INPUT MATERIAL
--- START ---

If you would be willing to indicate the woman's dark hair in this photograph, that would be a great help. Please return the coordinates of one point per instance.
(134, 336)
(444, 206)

--- END ---
--- START ---

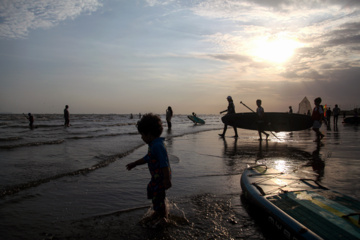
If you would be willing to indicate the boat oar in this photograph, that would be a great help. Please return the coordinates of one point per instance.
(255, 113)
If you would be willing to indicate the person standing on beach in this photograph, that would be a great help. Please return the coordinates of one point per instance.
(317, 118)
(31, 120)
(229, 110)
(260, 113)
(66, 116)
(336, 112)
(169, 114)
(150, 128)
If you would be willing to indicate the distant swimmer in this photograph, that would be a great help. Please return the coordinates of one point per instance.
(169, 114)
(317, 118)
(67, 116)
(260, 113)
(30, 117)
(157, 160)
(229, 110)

--- END ---

GOAL
Show each line of the entries above that contains the word "would", copying every such line in full. Letter case matters.

ANSWER IN FULL
If you would be willing to indicate the woman's dark hair in this photograph, that would be a great help. Please return the coordinates of one point per instance.
If you would be willing to indicate the boat oar in this photograph, that would be a great help. Please return the coordinates of one point per instance.
If you would be willing to indicate the person standing on beach in this photograph, that would be a great help. Please return the coordinates of one point per instance.
If you would be willing to indicate the distant swimmer in this photograph, that would be a great help. Please return the coordinates of one point per instance.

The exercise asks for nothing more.